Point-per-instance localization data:

##########

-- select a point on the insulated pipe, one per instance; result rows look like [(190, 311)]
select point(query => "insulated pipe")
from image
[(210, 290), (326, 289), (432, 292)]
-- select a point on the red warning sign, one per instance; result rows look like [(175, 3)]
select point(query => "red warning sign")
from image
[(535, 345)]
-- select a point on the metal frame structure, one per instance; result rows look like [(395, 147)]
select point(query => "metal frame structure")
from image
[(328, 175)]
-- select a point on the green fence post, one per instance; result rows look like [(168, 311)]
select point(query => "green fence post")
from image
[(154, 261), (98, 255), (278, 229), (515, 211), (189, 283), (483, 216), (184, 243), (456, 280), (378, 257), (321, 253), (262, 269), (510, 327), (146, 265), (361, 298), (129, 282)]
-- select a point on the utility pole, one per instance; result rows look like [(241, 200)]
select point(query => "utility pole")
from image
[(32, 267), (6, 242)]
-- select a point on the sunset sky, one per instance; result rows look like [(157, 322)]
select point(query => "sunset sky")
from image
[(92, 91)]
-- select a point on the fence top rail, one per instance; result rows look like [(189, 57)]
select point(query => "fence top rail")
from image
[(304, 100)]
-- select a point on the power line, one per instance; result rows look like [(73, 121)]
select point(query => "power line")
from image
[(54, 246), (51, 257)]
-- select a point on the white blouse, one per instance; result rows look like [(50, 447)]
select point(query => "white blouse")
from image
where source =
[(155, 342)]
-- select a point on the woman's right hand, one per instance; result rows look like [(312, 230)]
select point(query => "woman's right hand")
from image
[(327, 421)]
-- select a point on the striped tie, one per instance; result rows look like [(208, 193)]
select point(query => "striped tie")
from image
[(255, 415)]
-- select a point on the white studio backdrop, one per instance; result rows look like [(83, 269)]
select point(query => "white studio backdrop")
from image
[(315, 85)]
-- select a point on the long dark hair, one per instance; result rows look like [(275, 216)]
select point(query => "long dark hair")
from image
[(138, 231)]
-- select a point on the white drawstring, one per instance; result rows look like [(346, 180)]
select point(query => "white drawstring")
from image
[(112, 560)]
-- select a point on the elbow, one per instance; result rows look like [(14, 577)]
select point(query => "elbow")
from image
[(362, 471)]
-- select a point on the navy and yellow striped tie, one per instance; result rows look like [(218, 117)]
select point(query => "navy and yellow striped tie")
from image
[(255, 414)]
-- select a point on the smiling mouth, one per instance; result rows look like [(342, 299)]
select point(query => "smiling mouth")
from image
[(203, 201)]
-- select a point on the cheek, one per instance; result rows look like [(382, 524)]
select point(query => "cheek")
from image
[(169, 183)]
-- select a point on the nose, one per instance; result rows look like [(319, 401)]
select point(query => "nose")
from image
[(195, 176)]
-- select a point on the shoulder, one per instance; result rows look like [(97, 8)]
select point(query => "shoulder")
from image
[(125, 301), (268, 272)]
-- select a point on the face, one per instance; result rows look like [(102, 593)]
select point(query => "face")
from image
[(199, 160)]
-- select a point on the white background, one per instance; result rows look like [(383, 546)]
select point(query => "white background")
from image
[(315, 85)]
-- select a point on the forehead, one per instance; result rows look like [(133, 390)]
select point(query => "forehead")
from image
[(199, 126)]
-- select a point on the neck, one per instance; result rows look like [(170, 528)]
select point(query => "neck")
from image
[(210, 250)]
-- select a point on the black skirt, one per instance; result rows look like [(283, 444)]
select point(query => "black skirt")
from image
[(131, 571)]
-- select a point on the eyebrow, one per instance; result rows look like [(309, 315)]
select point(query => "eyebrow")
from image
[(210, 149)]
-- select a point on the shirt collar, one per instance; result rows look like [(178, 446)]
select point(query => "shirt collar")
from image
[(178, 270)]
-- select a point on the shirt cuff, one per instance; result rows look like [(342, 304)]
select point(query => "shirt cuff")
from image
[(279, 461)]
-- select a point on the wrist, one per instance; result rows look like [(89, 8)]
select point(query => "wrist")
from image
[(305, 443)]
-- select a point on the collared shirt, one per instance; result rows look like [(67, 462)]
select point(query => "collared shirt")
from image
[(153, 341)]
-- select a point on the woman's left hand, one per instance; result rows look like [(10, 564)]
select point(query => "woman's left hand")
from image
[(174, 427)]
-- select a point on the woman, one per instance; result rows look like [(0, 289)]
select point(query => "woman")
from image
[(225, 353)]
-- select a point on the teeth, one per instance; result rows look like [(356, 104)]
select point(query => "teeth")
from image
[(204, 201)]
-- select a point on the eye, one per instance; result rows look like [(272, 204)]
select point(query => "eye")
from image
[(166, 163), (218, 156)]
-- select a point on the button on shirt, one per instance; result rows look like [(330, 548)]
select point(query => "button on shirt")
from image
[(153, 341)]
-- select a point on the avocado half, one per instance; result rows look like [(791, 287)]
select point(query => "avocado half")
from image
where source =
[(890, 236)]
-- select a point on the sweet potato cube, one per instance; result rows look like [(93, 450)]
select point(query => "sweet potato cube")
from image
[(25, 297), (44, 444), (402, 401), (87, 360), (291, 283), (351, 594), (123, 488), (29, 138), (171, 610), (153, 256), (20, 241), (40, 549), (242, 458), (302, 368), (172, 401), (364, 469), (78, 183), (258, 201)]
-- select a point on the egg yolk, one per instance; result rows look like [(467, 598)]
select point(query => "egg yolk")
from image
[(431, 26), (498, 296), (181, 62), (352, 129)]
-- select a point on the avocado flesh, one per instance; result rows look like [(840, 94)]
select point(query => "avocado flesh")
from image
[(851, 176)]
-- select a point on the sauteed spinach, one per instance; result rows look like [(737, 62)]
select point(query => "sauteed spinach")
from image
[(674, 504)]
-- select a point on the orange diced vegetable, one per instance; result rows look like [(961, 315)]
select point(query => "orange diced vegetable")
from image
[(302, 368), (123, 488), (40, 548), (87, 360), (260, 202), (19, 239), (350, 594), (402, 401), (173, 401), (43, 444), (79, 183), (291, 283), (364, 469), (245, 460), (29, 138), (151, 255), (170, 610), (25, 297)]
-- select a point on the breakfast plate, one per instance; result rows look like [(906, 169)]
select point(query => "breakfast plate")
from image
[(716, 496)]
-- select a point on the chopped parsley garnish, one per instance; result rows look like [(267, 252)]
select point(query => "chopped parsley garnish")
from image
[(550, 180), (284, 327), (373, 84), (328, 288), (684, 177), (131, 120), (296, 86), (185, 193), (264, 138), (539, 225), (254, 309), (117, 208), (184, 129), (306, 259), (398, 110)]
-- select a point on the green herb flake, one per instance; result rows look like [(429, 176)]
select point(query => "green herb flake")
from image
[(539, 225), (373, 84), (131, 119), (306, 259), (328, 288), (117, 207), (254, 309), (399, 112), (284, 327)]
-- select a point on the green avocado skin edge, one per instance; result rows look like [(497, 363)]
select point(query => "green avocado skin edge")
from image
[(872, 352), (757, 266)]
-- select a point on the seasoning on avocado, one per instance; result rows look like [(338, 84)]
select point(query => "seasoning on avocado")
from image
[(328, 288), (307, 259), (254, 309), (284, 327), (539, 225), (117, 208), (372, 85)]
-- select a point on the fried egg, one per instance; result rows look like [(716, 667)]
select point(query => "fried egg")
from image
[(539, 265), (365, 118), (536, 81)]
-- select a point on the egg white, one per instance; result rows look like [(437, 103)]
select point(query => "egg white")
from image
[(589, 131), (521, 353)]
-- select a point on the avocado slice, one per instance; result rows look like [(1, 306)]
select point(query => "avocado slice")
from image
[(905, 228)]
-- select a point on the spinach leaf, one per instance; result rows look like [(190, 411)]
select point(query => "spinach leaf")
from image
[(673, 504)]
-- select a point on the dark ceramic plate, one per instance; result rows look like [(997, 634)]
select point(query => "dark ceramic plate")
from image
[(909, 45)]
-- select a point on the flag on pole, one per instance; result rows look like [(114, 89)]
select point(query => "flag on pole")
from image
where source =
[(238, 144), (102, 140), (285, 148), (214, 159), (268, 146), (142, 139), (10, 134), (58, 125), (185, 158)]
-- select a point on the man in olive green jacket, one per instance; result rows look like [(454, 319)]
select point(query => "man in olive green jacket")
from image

##########

Problem requirements: Scan the entries above and copy each line where "potato" occurs.

Task solution:
-- select a point on the sweet potato cube, one per instance; result rows look like [(93, 450)]
select point(query => "sweet potato cube")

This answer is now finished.